◆ Given instruction A ◆
In the passage on deferred gifts, what right does a donor keep under a Life Estate Agreement?

## Begin Passage

Deferred gifts are often called "planned gifts" because they
are integrally connected to financial and/or estate plans. They range
in size from smaller bequests to multi-million dollar trusts. They are
called deferred gifts because even though they are given today, the benefits
by ABAC will not be realized until sometime in the future.
Estate
Gifts Estate gifts are those gifts normally associated
with your Will or final distribution of your estate. Estate gifts may
be a few hundred dollars or millions of dollars. Like all other gifts they
may be "unrestricted" for use where need is greatest within the college, or
"restricted" to a particular program, scholarship, or area. Your
estate gift allows your assets to continue helping ABAC long after you are
gone.
Estate gifts are typically the largest gifts to the
college and are made up of the following:
Charitable
Gift Annuities include Annuity Trusts and Unitrusts. These allow
you to avoid taxes on capital gains and reduce estate taxes.
Life Estate Agreements
allow you to give your home or farm to ABAC, but retain the right to
occupy and use the property for life.
Bequests, or gifts by Will, are popular
options for those who want to provide for ABAC in the future.
Life Insurance Policies
are ways to make a significant gift to ABAC. Paid-up policies
and policies in progress are accepted.

## End Passage
## Begin Input material

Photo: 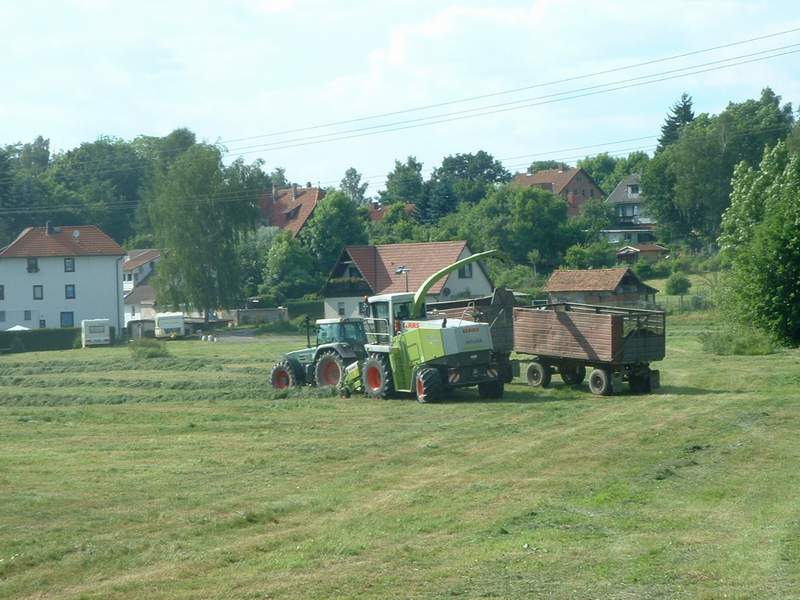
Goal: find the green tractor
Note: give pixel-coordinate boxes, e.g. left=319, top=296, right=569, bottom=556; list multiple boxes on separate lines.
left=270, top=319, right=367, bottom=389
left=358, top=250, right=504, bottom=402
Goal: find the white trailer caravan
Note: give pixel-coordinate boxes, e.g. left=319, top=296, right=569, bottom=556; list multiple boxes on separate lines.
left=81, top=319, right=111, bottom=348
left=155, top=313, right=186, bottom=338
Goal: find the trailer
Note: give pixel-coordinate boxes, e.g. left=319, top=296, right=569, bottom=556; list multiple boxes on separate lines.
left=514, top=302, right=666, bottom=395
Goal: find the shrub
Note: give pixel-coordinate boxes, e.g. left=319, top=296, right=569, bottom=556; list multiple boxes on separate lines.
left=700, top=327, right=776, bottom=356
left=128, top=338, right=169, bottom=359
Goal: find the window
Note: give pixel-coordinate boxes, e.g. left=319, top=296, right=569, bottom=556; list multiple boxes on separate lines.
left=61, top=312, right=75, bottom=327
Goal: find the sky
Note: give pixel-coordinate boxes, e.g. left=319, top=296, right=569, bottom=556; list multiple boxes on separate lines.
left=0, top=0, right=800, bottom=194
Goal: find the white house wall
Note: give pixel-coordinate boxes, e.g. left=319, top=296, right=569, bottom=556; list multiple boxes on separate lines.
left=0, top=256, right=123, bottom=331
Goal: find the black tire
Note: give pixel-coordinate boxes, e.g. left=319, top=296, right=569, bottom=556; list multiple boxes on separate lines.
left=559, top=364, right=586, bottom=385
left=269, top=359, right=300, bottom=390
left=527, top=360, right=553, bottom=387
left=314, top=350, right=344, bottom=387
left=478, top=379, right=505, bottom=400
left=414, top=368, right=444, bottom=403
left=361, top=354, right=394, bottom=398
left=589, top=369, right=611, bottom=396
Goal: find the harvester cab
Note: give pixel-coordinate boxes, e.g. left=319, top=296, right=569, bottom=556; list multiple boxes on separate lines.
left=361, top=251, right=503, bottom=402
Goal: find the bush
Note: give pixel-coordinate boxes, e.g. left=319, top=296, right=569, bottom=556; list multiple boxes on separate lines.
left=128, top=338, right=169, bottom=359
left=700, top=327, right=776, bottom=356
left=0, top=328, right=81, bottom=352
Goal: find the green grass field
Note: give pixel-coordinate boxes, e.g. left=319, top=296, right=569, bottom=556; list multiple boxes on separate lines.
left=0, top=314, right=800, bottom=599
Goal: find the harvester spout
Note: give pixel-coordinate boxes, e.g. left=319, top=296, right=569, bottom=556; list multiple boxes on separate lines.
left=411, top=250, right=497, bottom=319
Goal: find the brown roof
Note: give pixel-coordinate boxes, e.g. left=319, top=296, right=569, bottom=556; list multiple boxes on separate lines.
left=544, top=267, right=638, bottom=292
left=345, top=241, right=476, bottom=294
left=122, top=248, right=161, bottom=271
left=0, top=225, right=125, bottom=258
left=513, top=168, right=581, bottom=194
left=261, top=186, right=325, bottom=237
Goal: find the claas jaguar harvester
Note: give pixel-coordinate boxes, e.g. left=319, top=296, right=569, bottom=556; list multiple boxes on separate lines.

## End Input material

◆ Given instruction B ◆
Copy out the stretch of the entries from the line containing "Goal: find the harvester spout" through the line containing "left=411, top=250, right=497, bottom=319", unchanged.

◆ Exercise output A ◆
The right to occupy and use the property for life.

◆ Exercise output B ◆
Goal: find the harvester spout
Note: give pixel-coordinate boxes, e.g. left=319, top=296, right=569, bottom=556; list multiple boxes on separate lines.
left=411, top=250, right=497, bottom=319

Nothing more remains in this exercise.